Copy out every line of the listing below, from the first to the last, without changing a single character.

· · · · ·

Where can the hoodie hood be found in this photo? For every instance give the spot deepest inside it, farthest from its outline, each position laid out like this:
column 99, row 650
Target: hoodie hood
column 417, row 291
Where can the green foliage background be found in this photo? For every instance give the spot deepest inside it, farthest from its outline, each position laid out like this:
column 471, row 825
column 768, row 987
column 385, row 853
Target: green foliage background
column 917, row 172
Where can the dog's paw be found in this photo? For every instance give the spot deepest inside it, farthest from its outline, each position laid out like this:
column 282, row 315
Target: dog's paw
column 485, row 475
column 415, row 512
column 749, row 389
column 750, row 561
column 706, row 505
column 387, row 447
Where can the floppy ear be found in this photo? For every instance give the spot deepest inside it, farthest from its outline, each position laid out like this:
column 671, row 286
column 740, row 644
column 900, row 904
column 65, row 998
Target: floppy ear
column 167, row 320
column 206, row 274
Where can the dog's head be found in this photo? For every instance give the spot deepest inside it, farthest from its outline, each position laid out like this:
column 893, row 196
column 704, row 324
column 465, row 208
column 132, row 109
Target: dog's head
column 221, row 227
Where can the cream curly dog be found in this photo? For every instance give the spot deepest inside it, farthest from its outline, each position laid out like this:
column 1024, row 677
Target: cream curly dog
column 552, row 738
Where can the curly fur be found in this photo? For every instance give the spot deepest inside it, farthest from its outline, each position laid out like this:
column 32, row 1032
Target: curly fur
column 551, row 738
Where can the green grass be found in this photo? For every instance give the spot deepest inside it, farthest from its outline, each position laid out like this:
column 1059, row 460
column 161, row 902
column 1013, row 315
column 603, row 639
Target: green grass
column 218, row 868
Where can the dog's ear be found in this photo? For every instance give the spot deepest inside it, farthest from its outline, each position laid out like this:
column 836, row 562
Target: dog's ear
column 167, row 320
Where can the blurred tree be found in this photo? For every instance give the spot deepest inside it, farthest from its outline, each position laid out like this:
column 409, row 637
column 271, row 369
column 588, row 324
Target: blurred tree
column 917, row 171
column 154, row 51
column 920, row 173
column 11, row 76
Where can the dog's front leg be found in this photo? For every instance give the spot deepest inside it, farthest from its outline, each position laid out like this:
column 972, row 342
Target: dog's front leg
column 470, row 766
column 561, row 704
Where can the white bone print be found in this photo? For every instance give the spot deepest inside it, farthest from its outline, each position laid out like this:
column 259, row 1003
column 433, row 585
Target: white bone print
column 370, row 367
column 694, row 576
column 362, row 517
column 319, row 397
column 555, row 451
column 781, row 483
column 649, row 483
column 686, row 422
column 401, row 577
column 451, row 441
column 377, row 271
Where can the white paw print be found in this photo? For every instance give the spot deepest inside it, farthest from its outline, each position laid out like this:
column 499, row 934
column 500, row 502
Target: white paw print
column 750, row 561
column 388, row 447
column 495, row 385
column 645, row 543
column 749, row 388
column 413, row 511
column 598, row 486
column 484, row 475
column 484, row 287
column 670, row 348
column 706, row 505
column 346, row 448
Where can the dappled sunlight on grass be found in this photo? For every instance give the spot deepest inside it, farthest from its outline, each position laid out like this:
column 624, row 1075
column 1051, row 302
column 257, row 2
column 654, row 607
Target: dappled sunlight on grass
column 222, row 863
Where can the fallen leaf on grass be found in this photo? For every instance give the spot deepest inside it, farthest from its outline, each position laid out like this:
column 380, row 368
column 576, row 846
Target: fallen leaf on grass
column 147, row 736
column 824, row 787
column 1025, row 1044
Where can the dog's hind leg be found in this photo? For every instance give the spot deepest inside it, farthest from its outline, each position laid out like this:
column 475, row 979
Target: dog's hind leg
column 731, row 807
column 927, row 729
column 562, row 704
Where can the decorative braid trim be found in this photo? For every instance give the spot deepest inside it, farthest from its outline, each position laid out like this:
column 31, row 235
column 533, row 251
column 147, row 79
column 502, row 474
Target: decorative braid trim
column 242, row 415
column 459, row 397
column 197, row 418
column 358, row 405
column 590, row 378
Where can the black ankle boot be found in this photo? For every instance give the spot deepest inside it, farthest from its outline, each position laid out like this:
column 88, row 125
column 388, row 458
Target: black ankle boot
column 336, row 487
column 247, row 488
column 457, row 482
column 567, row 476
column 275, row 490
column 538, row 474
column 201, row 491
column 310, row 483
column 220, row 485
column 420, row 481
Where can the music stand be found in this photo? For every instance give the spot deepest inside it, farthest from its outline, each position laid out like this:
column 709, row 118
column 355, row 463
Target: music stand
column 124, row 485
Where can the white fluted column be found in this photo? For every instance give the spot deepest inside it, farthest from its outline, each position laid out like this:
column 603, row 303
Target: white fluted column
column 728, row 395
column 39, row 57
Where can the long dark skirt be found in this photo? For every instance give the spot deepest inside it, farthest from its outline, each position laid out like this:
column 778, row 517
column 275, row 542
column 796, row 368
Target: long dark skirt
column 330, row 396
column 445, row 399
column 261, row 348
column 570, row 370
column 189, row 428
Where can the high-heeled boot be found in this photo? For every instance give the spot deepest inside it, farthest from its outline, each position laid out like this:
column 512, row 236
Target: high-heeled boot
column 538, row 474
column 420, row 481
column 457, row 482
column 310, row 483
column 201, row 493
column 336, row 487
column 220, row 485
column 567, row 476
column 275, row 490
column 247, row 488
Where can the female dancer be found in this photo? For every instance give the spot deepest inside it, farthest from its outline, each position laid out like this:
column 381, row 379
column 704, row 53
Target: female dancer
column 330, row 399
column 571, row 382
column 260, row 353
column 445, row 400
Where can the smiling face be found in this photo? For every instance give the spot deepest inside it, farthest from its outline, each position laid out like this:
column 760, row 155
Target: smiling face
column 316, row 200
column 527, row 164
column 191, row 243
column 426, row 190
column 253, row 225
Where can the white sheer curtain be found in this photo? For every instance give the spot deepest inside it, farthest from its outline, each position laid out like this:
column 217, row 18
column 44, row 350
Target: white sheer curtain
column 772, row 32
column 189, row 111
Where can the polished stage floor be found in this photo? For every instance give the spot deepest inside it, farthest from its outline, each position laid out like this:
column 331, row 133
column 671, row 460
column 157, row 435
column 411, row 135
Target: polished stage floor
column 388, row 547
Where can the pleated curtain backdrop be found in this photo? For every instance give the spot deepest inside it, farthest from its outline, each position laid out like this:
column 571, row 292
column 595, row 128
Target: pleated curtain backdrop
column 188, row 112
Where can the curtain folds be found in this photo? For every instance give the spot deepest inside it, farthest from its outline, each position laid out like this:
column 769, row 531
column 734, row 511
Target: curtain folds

· · · · ·

RESPONSE>
Where can the hoodie hood be found in this photo? For every instance give the spot deepest inside it, farthest from its outline, each position laid out like this:
column 99, row 650
Target: hoodie hood
column 417, row 291
Where can the green foliage background be found in this photo? For every instance give the spot deepest inside it, farthest from its outline, each position laid out like this:
column 471, row 825
column 768, row 987
column 385, row 853
Target: green foliage background
column 917, row 172
Where can the dog's paw be found in this photo? For every instance give the spot deepest inside it, farthest from its outline, each position laid out like this:
column 282, row 315
Target: dog's paw
column 485, row 475
column 415, row 512
column 749, row 389
column 750, row 561
column 706, row 505
column 387, row 447
Where can the floppy ear be found in this photo? For every instance give the spot deepest inside it, farthest from its outline, each position laid out like this:
column 671, row 286
column 740, row 644
column 900, row 904
column 65, row 998
Target: floppy ear
column 167, row 320
column 206, row 274
Where can the dog's head be found in this photo? For every instance give the spot deepest inside it, farthest from its outline, each position laid out like this:
column 893, row 196
column 704, row 324
column 465, row 208
column 132, row 109
Target: dog's head
column 221, row 227
Where can the cream curly dog be found in this photo? For every instance give the spot deepest inside it, farthest from its outline, each position laid out like this:
column 1024, row 677
Target: cream curly dog
column 552, row 738
Where can the curly fur be found in this photo? For every instance give the spot deepest inside it, farthest from its outline, each position laid out like this:
column 32, row 1032
Target: curly fur
column 551, row 738
Where can the green grass be found in this photo? For every instance give the spot deepest inside it, farthest from its outline, each position laid out like this:
column 1059, row 460
column 161, row 902
column 1013, row 315
column 603, row 639
Target: green grass
column 218, row 868
Where can the dog's ear be found in this photo? For every instance give the spot deepest inside it, farthest from its outline, each position laid out like this:
column 836, row 562
Target: dog's ear
column 167, row 320
Where can the blurred tree be found in this photo? For every instance give the spot deepest inside it, farthest from its outline, each position laid out like this:
column 409, row 637
column 271, row 369
column 588, row 324
Target: blurred tree
column 917, row 171
column 154, row 51
column 920, row 173
column 11, row 76
Where can the dog's front leg be found in this photo? For every instance give the spot deepest inside it, farthest from its outline, each position laid out like this:
column 972, row 342
Target: dog's front leg
column 470, row 766
column 561, row 704
Where can the white bone print be found in this photo? For every instance give the spot deepest inside it, farthest from its outline, each position laid out like this:
column 259, row 1003
column 433, row 585
Target: white bone print
column 370, row 367
column 694, row 576
column 362, row 517
column 319, row 397
column 555, row 451
column 781, row 483
column 649, row 483
column 686, row 422
column 401, row 577
column 451, row 441
column 377, row 271
Where can the white paw print be found in this photo? For every instance give the spot deepest inside it, farthest from its outline, each position laid out like this:
column 499, row 934
column 500, row 502
Target: white paw print
column 750, row 561
column 388, row 447
column 495, row 385
column 645, row 543
column 749, row 388
column 413, row 511
column 598, row 486
column 484, row 475
column 484, row 287
column 670, row 348
column 706, row 505
column 346, row 448
Where can the dappled sunlight on grass be found in this photo? For every instance give the spot deepest inside it, farthest from its outline, each position laid out like this:
column 624, row 1075
column 1051, row 302
column 257, row 2
column 654, row 607
Target: dappled sunlight on grass
column 222, row 863
Where can the fallen leaf on grass be found in this photo? For every instance give the spot deepest inside it, farthest from its outline, each position laid out like this:
column 380, row 368
column 576, row 846
Target: fallen leaf on grass
column 147, row 736
column 824, row 787
column 1025, row 1044
Where can the dog's hind leg be found in this photo? For every instance give the spot deepest inside it, farthest from its outline, each position laid out like this:
column 475, row 979
Target: dog's hind leg
column 731, row 807
column 927, row 729
column 562, row 704
Where can the decorative braid trim be found in this photo? For every instance give the spot deepest inside it, farthest from its outline, each position laid out like this:
column 31, row 235
column 533, row 251
column 147, row 79
column 502, row 474
Target: decorative braid trim
column 242, row 415
column 459, row 397
column 197, row 418
column 358, row 405
column 590, row 378
Where can the black ankle boot be found in this photo? For every instance give the spot deepest inside it, farthest from its outline, each position laid out like this:
column 88, row 125
column 388, row 458
Target: black ankle boot
column 336, row 487
column 247, row 488
column 457, row 482
column 567, row 476
column 275, row 490
column 538, row 474
column 201, row 491
column 310, row 483
column 220, row 485
column 420, row 481
Where can the music stand be found in this photo? For every instance give the spot deepest inside it, farthest from its outline, each position laid out like this:
column 709, row 118
column 355, row 463
Target: music stand
column 124, row 485
Where can the white fluted column be found in this photo? For every instance give the spot deepest inside it, farthest from its outline, each position laid out like this:
column 603, row 303
Target: white fluted column
column 728, row 395
column 39, row 57
Where can the long dark skirt be found in this photo? For every instance give the spot deepest inside it, farthest from its outline, each position laid out like this:
column 778, row 517
column 275, row 542
column 796, row 368
Target: long dark skirt
column 330, row 396
column 445, row 399
column 261, row 348
column 570, row 370
column 189, row 428
Where can the high-heeled boot be found in this photo? For every instance give the spot deepest inside it, farthest from its outline, each position laid out like this:
column 512, row 236
Target: high-heeled boot
column 538, row 474
column 420, row 481
column 457, row 482
column 310, row 483
column 201, row 493
column 336, row 487
column 220, row 485
column 567, row 476
column 275, row 490
column 247, row 488
Where can the female dancer be found in this photo? For every instance give the spot deepest inside it, farthest from its outline, each position laid out like this:
column 381, row 379
column 704, row 53
Target: female dancer
column 330, row 399
column 571, row 382
column 260, row 353
column 445, row 400
Where can the smiling face be found in this photo? For every instance give the spot deepest inside it, farthest from its outline, each position laid out like this:
column 760, row 155
Target: smiling face
column 316, row 200
column 527, row 164
column 191, row 243
column 426, row 190
column 253, row 225
Where can the white sheer curtain be found in this photo? For every instance give the spot deepest inside it, farthest from its outline, each position laid out like this:
column 217, row 18
column 44, row 350
Target: white sheer curtain
column 772, row 32
column 189, row 111
Where can the polished stage floor be found in this photo? For every instance give the spot deepest inside it, farthest from its outline, each position laid out like this:
column 331, row 133
column 671, row 460
column 157, row 435
column 411, row 135
Target: polished stage floor
column 388, row 547
Where can the pleated curtain backdrop be found in this photo? For every instance give the spot deepest inside it, farthest from its outline, each position laid out like this:
column 571, row 292
column 595, row 128
Target: pleated curtain backdrop
column 188, row 112
Where can the curtain folds be found in this photo? For every instance give the spot deepest inside it, farthest from its outline, each position laid out like this:
column 769, row 531
column 734, row 511
Target: curtain folds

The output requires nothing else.